## [Task prompt]
Pick up the article below about the WHO resuming hydroxychloroquine trials for COVID-19 and continue it from its last sentence.

## [Text shown]
◆ ◆ ◆ ◆ ◆

The World Health Organization (WHO) has resumed hydroxychloroquine trials for COVID-19, after reviewing safety concerns.
From the past two decades, the coronaviruses are spreading across the globe, attacking the respiratory system. They cause respiratory tract infections that can range from mild to deadly. The recent one is the novel coronavirus (COVID-19) is rapidly spreading across the globe. In May 2020, the research team from Brigham and Women’s Hospital had assessed real-life evidence for COVID-19 patients who received chloroquine or hydroxychloroquine. That time team stated that there is no strong evidence that either hydroxychloroquine reduced the mortality rate among COVID-19 patients. The research was published in the Lancet journal.
The veracity of the data was questioned immediately after the study was published. Now, after more than a week of questioning the integrity of the data, three of the four authors on the paper voluntarily withdrew it, following a controversial study that found chloroquine or hydroxychloroquine treatment is not safe or effective for COVID-19. For the time being, results published in the first randomized clinical testing suggest that it is no better than a placebo at preventing COVID-19. In May 2020, the team had noted that individuals who received chloroquine or hydroxychloroquine were more expected to experience rapid heart rhythms compared to those who had not received hydroxychloroquine.

◆ ◆ ◆ ◆ ◆

## [Extracted material]
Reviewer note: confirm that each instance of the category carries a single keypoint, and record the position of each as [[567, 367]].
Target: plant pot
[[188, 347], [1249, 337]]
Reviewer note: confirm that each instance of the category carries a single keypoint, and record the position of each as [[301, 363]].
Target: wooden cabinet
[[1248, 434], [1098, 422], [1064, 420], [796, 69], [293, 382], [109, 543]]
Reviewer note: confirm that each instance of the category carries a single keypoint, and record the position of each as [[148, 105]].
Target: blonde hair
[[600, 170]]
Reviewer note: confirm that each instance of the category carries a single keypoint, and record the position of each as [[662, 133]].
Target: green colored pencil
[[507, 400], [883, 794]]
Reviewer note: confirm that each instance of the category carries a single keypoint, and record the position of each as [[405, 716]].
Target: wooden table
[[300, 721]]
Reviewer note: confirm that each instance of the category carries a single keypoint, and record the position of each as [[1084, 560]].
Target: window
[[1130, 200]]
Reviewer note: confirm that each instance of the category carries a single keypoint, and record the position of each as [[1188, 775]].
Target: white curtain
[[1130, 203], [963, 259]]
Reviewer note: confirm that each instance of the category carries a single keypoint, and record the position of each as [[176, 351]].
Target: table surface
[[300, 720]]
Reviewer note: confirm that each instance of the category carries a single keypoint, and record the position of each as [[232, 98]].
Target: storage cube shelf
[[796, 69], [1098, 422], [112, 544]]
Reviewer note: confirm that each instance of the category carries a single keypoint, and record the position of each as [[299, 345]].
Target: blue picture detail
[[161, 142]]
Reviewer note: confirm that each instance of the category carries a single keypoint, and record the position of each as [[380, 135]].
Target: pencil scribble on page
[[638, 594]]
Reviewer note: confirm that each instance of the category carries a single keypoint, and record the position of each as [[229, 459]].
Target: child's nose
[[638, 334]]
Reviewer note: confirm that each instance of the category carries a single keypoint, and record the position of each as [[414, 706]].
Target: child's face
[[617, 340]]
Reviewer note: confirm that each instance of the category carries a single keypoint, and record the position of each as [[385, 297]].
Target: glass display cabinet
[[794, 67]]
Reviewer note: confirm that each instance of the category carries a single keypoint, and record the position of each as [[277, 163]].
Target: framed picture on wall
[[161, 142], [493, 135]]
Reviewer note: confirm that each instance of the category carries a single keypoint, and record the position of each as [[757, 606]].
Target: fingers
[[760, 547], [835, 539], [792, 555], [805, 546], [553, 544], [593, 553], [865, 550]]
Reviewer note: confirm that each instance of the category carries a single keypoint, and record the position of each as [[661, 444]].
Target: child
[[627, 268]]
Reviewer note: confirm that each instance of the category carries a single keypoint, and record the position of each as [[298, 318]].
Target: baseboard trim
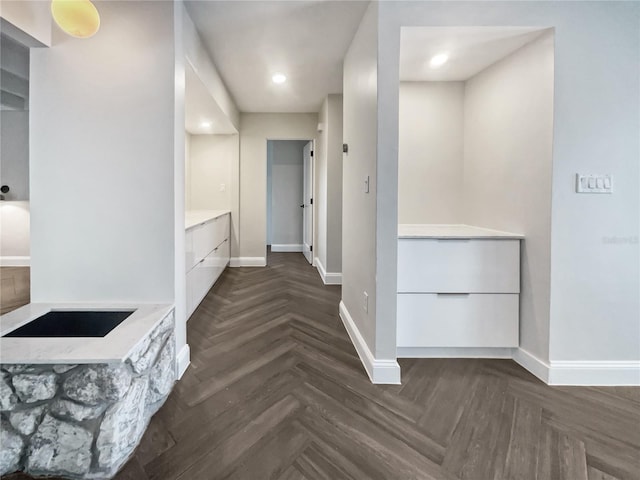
[[532, 364], [594, 373], [380, 371], [328, 278], [183, 360], [248, 262], [15, 261], [286, 248], [436, 352]]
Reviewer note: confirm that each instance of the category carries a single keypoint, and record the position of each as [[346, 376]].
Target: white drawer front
[[474, 320], [191, 291], [209, 235], [220, 228], [458, 266], [190, 254]]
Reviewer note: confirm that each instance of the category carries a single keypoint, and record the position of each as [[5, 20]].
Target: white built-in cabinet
[[458, 286], [207, 248]]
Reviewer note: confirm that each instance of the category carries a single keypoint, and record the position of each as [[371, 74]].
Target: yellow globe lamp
[[78, 18]]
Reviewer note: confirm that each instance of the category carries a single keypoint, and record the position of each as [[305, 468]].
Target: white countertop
[[114, 347], [452, 231], [196, 217]]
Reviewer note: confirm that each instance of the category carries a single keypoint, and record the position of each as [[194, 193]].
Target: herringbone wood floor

◆ ◆ ◆ ◆ ◆

## [Answer to this exercise]
A high risk of death from novel coronaviruses was found in thousands of COVID-19 patients treated with chloroquine or hydroxychloroquine. During that research, the researchers examined around 15,000 individuals from 671 hospitals across 6 continents and found that hydroxychloroquine treatment increases the risk of cardiovascular events and mortality. Moreover, at that time, the World Health Organization (WHO) had also recommended the discontinuation of hydroxychloroquine testing for COVID-19 treatment. However, now, WHO has resumed hydroxychloroquine trials for COVID-19, after reviewing safety concerns.